### [Requirements]
Copy the material from the line with "Practice. Annotate every instance of the stone paving" up to and including the line with "x=321 y=266", renaming "stone paving slab" to "flagstone" and changing nothing else.
── Records for this task ──
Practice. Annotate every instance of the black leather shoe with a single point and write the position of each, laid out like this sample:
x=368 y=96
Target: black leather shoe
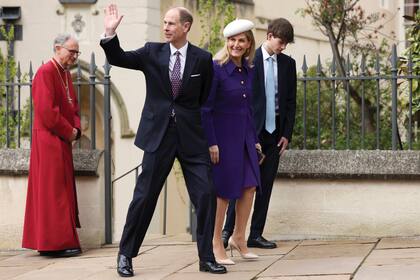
x=61 y=253
x=124 y=266
x=261 y=242
x=212 y=267
x=225 y=237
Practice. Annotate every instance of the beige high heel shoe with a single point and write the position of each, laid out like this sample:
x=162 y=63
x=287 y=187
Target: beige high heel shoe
x=246 y=256
x=225 y=261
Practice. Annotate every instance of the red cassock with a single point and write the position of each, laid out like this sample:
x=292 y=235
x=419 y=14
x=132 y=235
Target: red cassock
x=51 y=215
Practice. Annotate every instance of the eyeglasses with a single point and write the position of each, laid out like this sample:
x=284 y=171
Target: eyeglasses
x=73 y=52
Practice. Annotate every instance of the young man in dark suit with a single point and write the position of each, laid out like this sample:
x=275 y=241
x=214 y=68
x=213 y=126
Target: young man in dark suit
x=178 y=77
x=274 y=106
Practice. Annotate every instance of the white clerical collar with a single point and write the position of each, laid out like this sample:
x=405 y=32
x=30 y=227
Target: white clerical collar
x=182 y=50
x=267 y=55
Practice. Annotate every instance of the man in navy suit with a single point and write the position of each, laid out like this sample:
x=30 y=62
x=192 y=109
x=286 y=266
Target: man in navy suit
x=274 y=107
x=178 y=77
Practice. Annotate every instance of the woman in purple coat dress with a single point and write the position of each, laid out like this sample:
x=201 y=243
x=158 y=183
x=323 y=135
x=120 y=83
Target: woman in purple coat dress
x=231 y=135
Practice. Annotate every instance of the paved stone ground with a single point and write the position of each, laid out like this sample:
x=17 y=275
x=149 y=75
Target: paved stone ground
x=175 y=258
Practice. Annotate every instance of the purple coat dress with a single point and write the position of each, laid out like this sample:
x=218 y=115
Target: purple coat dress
x=228 y=123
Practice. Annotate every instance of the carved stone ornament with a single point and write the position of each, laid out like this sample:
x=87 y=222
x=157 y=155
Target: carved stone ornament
x=78 y=23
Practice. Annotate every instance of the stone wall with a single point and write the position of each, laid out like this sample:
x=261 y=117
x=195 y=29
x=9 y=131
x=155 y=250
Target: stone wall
x=345 y=194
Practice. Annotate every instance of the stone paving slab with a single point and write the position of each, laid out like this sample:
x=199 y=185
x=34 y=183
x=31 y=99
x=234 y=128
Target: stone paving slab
x=320 y=260
x=338 y=241
x=283 y=247
x=390 y=264
x=175 y=258
x=329 y=251
x=315 y=277
x=321 y=266
x=395 y=243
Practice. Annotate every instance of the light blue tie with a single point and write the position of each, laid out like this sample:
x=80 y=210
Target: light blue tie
x=270 y=92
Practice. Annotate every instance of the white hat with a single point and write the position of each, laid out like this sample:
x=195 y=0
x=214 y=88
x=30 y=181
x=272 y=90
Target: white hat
x=237 y=26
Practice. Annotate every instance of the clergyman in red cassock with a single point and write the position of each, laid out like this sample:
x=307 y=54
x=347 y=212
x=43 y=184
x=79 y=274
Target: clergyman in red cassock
x=51 y=215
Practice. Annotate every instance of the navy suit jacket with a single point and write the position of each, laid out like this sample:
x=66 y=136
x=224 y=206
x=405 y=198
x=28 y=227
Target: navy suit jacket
x=286 y=75
x=153 y=61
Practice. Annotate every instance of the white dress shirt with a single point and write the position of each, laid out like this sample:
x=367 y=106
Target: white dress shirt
x=265 y=58
x=182 y=57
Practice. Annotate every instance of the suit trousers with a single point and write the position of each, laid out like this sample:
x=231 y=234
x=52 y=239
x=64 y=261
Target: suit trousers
x=155 y=169
x=268 y=171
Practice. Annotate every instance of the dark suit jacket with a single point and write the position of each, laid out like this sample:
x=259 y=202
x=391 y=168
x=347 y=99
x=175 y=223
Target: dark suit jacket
x=286 y=93
x=153 y=60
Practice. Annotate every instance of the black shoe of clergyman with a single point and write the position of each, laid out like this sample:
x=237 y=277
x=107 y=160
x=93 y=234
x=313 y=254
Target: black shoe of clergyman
x=124 y=266
x=261 y=242
x=61 y=253
x=212 y=267
x=225 y=237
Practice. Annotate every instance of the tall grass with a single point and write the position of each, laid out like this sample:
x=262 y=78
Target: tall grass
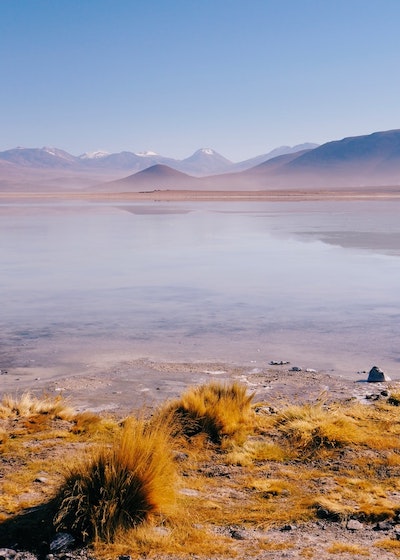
x=28 y=405
x=119 y=487
x=222 y=411
x=312 y=427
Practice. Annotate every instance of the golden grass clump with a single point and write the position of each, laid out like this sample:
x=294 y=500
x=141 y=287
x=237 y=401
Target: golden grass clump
x=311 y=427
x=28 y=405
x=119 y=487
x=347 y=548
x=222 y=411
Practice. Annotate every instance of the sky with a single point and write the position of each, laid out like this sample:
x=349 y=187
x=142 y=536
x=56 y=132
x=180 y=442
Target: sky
x=172 y=76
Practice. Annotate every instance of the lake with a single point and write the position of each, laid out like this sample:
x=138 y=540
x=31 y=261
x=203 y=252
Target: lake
x=316 y=283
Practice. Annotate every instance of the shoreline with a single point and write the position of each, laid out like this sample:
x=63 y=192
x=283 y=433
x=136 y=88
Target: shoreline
x=167 y=195
x=121 y=387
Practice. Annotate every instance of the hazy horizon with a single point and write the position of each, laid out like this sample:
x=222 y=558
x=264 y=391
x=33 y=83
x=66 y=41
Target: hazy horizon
x=172 y=77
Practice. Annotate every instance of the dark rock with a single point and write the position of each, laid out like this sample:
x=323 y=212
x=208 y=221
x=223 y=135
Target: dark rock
───
### [The completed task]
Practice. Annotate every instance of the flagstone with a single point and write the position of each, laid out like this sample:
x=199 y=185
x=34 y=183
x=31 y=99
x=234 y=128
Target: flagstone
x=320 y=260
x=338 y=241
x=283 y=247
x=390 y=264
x=175 y=258
x=329 y=251
x=315 y=277
x=321 y=266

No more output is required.